[Opening Listed records section]

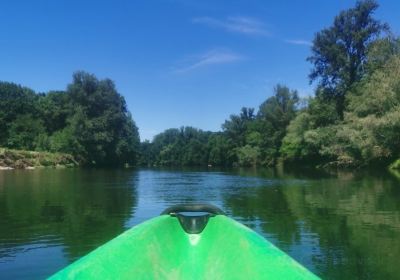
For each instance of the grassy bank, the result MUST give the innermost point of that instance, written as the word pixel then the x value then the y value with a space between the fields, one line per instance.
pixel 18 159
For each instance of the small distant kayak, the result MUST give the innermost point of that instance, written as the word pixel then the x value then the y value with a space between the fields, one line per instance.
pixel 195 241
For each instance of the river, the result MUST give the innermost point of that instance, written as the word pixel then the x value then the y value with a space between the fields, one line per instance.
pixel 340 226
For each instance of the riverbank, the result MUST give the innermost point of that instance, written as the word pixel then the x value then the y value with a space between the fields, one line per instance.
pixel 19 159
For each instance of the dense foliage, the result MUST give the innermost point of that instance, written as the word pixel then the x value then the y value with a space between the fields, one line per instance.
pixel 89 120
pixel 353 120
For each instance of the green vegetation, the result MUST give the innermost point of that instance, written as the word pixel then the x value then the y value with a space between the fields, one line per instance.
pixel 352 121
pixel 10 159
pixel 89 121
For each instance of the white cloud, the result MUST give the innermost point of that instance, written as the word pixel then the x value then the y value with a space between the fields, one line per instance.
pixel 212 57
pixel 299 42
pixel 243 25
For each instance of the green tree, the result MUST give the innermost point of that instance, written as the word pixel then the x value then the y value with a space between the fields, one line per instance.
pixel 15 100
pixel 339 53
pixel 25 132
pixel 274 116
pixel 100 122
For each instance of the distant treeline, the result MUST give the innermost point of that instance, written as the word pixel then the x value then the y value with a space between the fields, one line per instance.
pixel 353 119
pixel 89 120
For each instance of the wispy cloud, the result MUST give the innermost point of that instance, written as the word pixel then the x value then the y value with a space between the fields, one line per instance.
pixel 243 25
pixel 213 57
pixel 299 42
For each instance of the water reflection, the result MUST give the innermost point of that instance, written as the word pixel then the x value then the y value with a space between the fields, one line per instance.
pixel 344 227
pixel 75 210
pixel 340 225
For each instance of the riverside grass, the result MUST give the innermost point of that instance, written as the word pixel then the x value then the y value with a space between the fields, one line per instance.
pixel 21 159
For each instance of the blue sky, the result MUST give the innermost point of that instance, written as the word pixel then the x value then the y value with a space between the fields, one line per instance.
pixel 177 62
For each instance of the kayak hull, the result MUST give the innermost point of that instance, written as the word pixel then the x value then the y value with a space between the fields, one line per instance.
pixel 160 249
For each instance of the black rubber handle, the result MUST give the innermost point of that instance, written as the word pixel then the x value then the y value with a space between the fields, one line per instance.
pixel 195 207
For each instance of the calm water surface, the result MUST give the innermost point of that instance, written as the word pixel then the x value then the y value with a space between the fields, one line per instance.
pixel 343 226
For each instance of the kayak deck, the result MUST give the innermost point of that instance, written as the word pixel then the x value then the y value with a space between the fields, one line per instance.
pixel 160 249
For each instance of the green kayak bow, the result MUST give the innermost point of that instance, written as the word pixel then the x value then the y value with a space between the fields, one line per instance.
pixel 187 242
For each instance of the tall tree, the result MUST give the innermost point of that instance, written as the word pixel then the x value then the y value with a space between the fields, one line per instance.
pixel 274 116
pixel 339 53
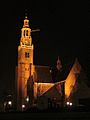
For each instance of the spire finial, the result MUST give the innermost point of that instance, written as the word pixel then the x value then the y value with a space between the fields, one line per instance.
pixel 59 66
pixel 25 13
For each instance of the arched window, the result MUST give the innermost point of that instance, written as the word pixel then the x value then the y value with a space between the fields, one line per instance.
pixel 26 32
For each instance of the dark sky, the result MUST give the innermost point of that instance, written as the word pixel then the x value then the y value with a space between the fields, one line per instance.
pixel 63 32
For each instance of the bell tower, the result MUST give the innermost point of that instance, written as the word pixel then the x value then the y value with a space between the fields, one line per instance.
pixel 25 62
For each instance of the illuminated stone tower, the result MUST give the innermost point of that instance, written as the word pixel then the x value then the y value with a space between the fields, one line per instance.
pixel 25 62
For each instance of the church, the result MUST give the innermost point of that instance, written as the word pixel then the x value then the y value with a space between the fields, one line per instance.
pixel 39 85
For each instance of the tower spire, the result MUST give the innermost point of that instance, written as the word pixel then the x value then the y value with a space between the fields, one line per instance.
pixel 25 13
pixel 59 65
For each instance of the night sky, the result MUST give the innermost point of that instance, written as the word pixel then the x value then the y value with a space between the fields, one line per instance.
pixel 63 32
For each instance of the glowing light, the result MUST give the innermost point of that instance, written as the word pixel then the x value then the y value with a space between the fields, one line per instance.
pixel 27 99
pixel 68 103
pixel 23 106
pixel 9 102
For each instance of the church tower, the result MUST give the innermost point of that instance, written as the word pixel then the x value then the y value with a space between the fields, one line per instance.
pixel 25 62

[Closing Listed records section]

- **Work to be completed**: Write out the data word for word, with every picture dropped.

- **Finished task**:
For each instance of the grassy bank, the result MUST give the innermost point of that instance, written as the word pixel then the x value then the y value with a space between the fields, one line per instance.
pixel 18 159
For each instance of the small distant kayak, the result MUST give the innermost point of that instance, written as the word pixel then the x value then the y value with a space between the fields, one line per instance.
pixel 195 241
For each instance of the river, the result MUST give the innermost point of that instance, written as the word pixel then the x value then the y value with a space between the fields, one line per instance.
pixel 340 226
For each instance of the riverbank, the result MUST give the innermost point of that instance, written as the word pixel then the x value then the y value with a space between the fields, one line per instance.
pixel 19 159
For each instance of the dense foliage, the result MUST give the innermost point of that instance, written as the word pixel then the x value then the y value with a space between the fields, one line per instance.
pixel 89 120
pixel 353 120
For each instance of the green vegetation, the result MUST give the innermost point of that instance, written as the word pixel then the x value then the y value with a space between the fields, one line per instance.
pixel 352 121
pixel 10 159
pixel 89 121
For each instance of the white cloud, the result MUST give the innermost point of that instance, written as the word pixel then the x value then the y value with a space between the fields, one line per instance.
pixel 212 57
pixel 299 42
pixel 243 25
For each instance of the green tree, the result MUST give the innermost point of that instance, written as the word pixel then the x value then the y value with a space between the fields, one line per instance.
pixel 15 100
pixel 339 53
pixel 25 132
pixel 274 116
pixel 100 122
For each instance of the distant treeline, the result MUST give the innermost point of that instance, written as the word pixel then the x value then the y value with a space between the fields, one line per instance.
pixel 353 119
pixel 89 120
For each instance of the wispy cloud, the result MUST give the innermost point of that instance, written as the word pixel then the x value then the y value with a space between the fields, one line per instance.
pixel 243 25
pixel 213 57
pixel 299 42
For each instance of the water reflection, the result MUST give the innermost point of that instance, written as the word pixel then the x value then the y value with a space between the fields, one line per instance.
pixel 344 227
pixel 75 210
pixel 340 225
For each instance of the riverside grass, the result MUST give the innermost point of that instance, written as the word pixel then the x value then the y value with a space between the fields, one line per instance.
pixel 21 159
For each instance of the blue sky, the result MUST give the innermost point of that instance, written as the word pixel then the x value then the y value with a space between the fields, one line per instance.
pixel 177 62
For each instance of the kayak hull, the result MUST give the innermost point of that instance, written as the word pixel then the x value then the y value with a space between the fields, one line per instance.
pixel 160 249
For each instance of the black rubber handle, the result MUST give the innermost point of that instance, written as the word pixel then the x value then the y value with a space between the fields, one line per instance.
pixel 195 207
For each instance of the calm water surface, the result MUST give the innermost point of that instance, written as the word pixel then the x value then the y value with a space between the fields, one line per instance.
pixel 343 226
For each instance of the kayak deck, the result MUST give the innermost point of that instance, written as the word pixel then the x value then the y value with a space between the fields, one line per instance.
pixel 160 249
For each instance of the green kayak bow, the result MUST give the innermost point of that instance, written as the word pixel then the x value then the y value with a space between the fields, one line per instance.
pixel 187 242
For each instance of the tall tree, the result MUST give the innermost point of that instance, written as the word pixel then the x value then the y value with a space between the fields, one line per instance.
pixel 274 116
pixel 339 53
For each instance of the spire finial, the result MUST give the innermost point of that instance, written as the word pixel then the x value then the y value with a space between the fields, one line per instance.
pixel 59 66
pixel 25 13
For each instance of the arched window, the result MUST give the innermost point of that instance, written as the word pixel then the x value then the y value with a space between the fields, one line per instance.
pixel 26 32
For each instance of the dark sky, the result MUST give the innermost point of that instance, written as the word pixel then the x value then the y value with a space between the fields, one line per instance.
pixel 63 32
For each instance of the bell tower, the result MUST give the innermost point of that instance, written as the word pixel then the x value then the y value with a space between the fields, one line per instance.
pixel 25 62
For each instance of the illuminated stone tower, the result MUST give the innermost point of that instance, written as the word pixel then the x value then the y value with a space between the fields, one line per instance.
pixel 25 62
For each instance of the church, the result MUST give the innermost point of that instance, written as the word pixel then the x value then the y value with a space between the fields, one line per instance.
pixel 39 85
For each instance of the tower spire, the result MUST give the innermost point of that instance, written as the word pixel then the x value then the y value with a space between the fields, one line per instance.
pixel 25 13
pixel 59 65
For each instance of the night sky, the result MUST give the innermost point of that instance, written as the word pixel then the x value then the y value with a space between the fields, one line per instance.
pixel 63 32
For each instance of the glowing light, the result MUST give the innermost point of that instance, written as the word pixel then the x value then the y value with a space between the fields, one line per instance.
pixel 27 99
pixel 68 103
pixel 23 106
pixel 9 102
For each instance of the church tower, the result MUST give the innermost point of that instance, written as the word pixel then the x value then the y value with a space between the fields, one line per instance.
pixel 25 62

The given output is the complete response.